| TASK INSTRUCTIONS |
Copy the records below word for word, leaving out any pictures.

-------------------------

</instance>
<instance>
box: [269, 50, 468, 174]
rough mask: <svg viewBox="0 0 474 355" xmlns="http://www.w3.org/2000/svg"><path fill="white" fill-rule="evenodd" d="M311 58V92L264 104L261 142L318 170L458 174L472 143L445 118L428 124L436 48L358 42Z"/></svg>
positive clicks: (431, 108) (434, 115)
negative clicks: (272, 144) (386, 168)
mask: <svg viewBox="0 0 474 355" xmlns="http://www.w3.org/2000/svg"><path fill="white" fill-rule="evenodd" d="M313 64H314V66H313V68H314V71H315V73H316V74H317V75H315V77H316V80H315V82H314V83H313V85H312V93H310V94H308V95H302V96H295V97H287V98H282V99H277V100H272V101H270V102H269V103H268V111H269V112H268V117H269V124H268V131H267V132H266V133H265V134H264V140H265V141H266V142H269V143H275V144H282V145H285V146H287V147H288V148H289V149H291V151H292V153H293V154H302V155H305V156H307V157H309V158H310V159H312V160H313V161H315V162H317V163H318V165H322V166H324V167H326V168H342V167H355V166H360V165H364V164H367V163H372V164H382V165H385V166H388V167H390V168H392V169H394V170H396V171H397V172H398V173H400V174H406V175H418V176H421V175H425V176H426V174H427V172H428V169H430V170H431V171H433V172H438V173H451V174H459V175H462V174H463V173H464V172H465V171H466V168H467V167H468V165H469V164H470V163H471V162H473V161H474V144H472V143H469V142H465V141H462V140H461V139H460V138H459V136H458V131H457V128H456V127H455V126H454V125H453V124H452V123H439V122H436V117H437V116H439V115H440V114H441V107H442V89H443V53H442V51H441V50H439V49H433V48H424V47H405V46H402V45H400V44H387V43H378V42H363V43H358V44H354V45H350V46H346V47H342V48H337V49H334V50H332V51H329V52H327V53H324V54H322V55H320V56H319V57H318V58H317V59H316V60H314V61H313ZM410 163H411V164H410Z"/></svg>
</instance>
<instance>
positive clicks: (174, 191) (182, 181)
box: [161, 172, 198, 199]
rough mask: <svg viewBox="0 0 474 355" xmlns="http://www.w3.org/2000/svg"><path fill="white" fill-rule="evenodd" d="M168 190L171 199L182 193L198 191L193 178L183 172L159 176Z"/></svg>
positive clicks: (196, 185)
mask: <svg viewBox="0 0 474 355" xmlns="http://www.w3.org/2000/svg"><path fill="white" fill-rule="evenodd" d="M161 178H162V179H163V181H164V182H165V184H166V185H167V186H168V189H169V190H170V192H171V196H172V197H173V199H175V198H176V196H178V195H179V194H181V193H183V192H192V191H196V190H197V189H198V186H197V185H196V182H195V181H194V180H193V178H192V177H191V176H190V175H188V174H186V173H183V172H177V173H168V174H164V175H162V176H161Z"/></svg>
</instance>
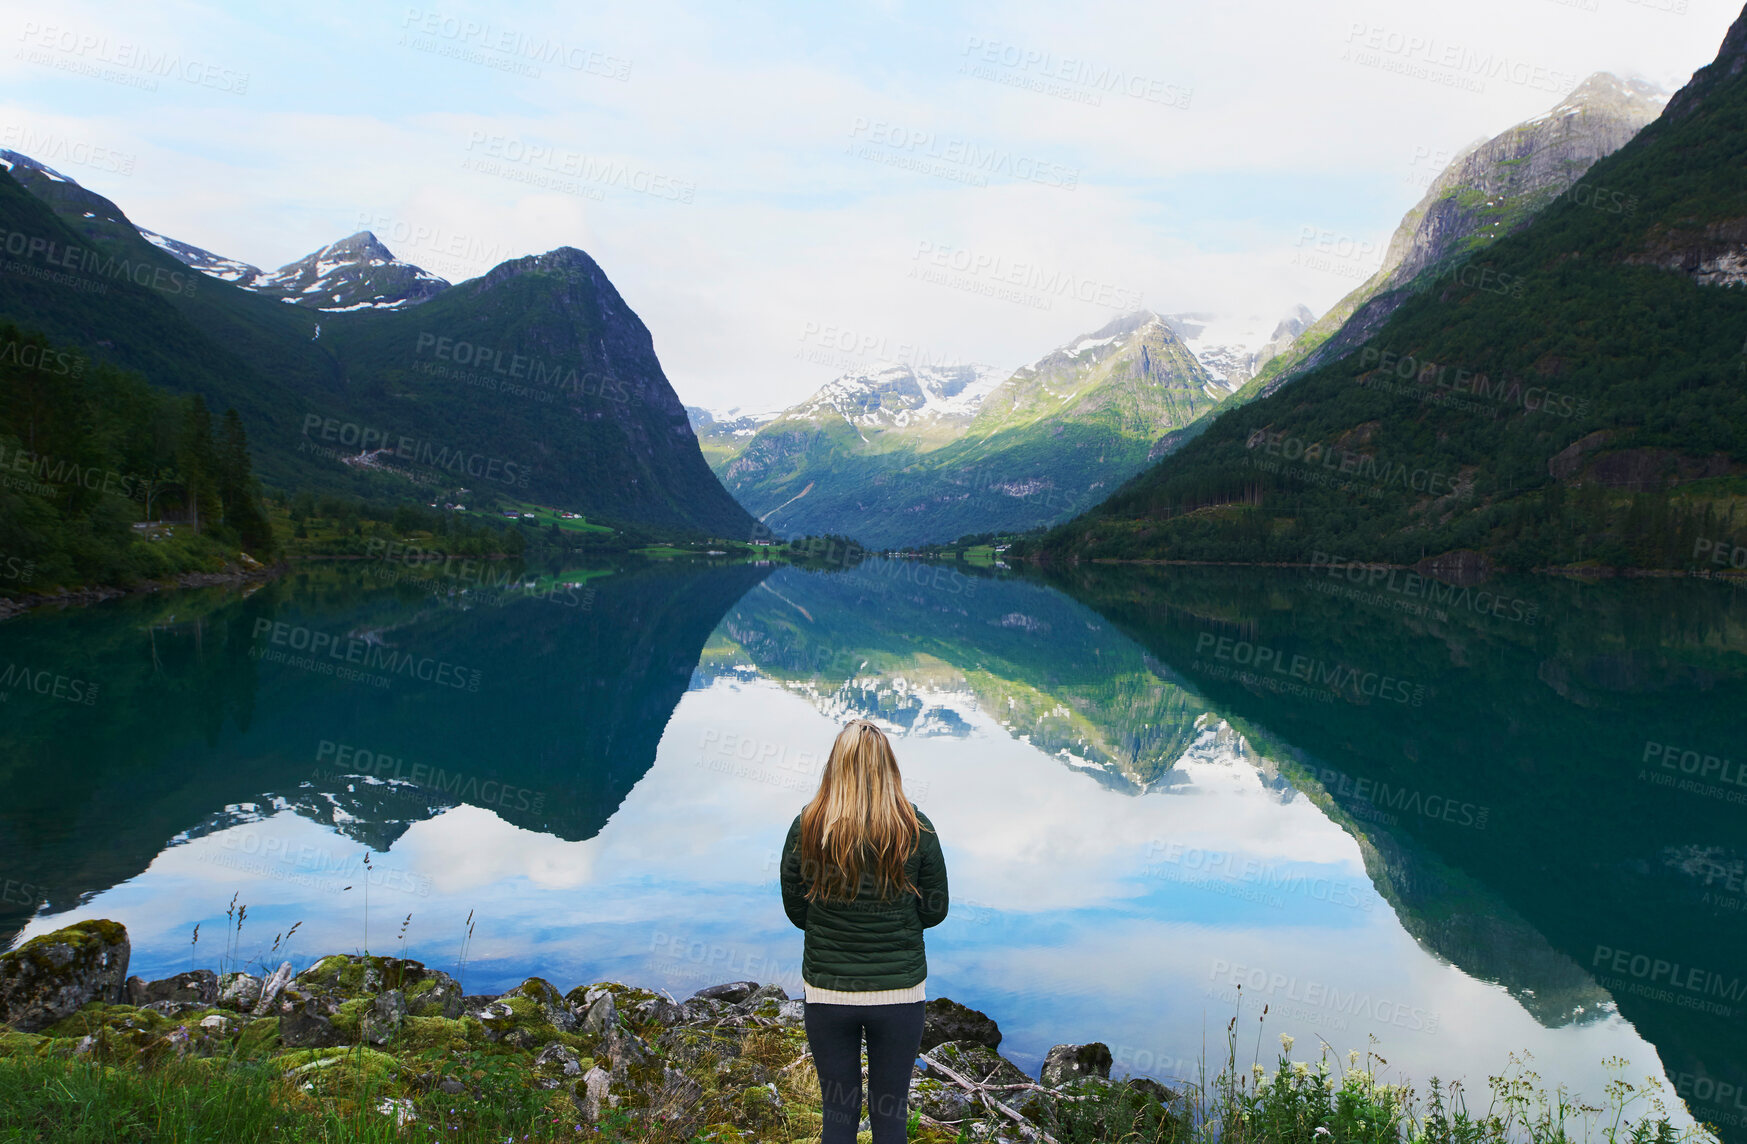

-------------------------

| RESPONSE FOR THIS EXERCISE |
</instance>
<instance>
box: [269, 50, 468, 174]
rough mask: <svg viewBox="0 0 474 355" xmlns="http://www.w3.org/2000/svg"><path fill="white" fill-rule="evenodd" d="M311 58V92L264 104L261 142L318 170L458 174L472 143L445 118L428 124L436 48L358 42Z"/></svg>
positive clicks: (431, 108) (434, 115)
negative clicks: (272, 144) (386, 168)
mask: <svg viewBox="0 0 474 355" xmlns="http://www.w3.org/2000/svg"><path fill="white" fill-rule="evenodd" d="M313 64H314V66H313V68H314V71H315V73H316V74H317V75H315V77H316V80H315V82H314V83H313V85H312V93H310V94H308V95H302V96H295V97H287V98H282V99H277V100H272V101H270V102H269V103H268V111H269V112H268V117H269V124H268V131H267V132H266V133H265V134H264V140H265V141H266V142H269V143H275V144H282V145H285V146H287V147H288V148H289V149H291V151H292V153H293V154H302V155H305V156H307V157H309V158H310V159H312V160H313V161H315V162H317V163H318V165H322V166H324V167H326V168H342V167H355V166H360V165H364V164H367V163H372V164H382V165H385V166H388V167H390V168H392V169H394V170H396V171H397V172H398V173H400V174H406V175H418V176H421V175H425V176H426V174H427V172H428V169H430V170H431V171H433V172H438V173H451V174H459V175H462V174H463V173H464V172H465V171H466V168H467V167H468V165H469V164H470V163H471V162H473V161H474V144H472V143H469V142H465V141H462V140H461V139H460V138H459V136H458V131H457V128H456V127H455V126H454V125H453V124H452V123H439V122H436V117H437V116H439V115H440V114H441V107H442V89H443V53H442V51H441V50H439V49H433V48H424V47H405V46H402V45H400V44H387V43H378V42H363V43H358V44H354V45H350V46H346V47H342V48H337V49H334V50H332V51H329V52H327V53H324V54H322V55H320V56H319V57H318V58H317V59H316V60H314V61H313ZM410 163H411V164H410Z"/></svg>
</instance>
<instance>
positive clicks: (174, 191) (182, 181)
box: [161, 172, 198, 199]
rough mask: <svg viewBox="0 0 474 355" xmlns="http://www.w3.org/2000/svg"><path fill="white" fill-rule="evenodd" d="M168 190L171 199L182 193L198 191L193 178L183 172L159 176Z"/></svg>
positive clicks: (196, 185)
mask: <svg viewBox="0 0 474 355" xmlns="http://www.w3.org/2000/svg"><path fill="white" fill-rule="evenodd" d="M161 178H162V179H163V181H164V182H165V184H166V185H167V186H168V189H169V190H170V192H171V196H172V197H173V199H175V198H176V196H178V195H179V194H181V193H183V192H192V191H196V190H197V189H198V186H197V185H196V182H195V181H194V180H193V178H192V177H191V176H190V175H188V174H186V173H183V172H177V173H168V174H164V175H162V176H161Z"/></svg>
</instance>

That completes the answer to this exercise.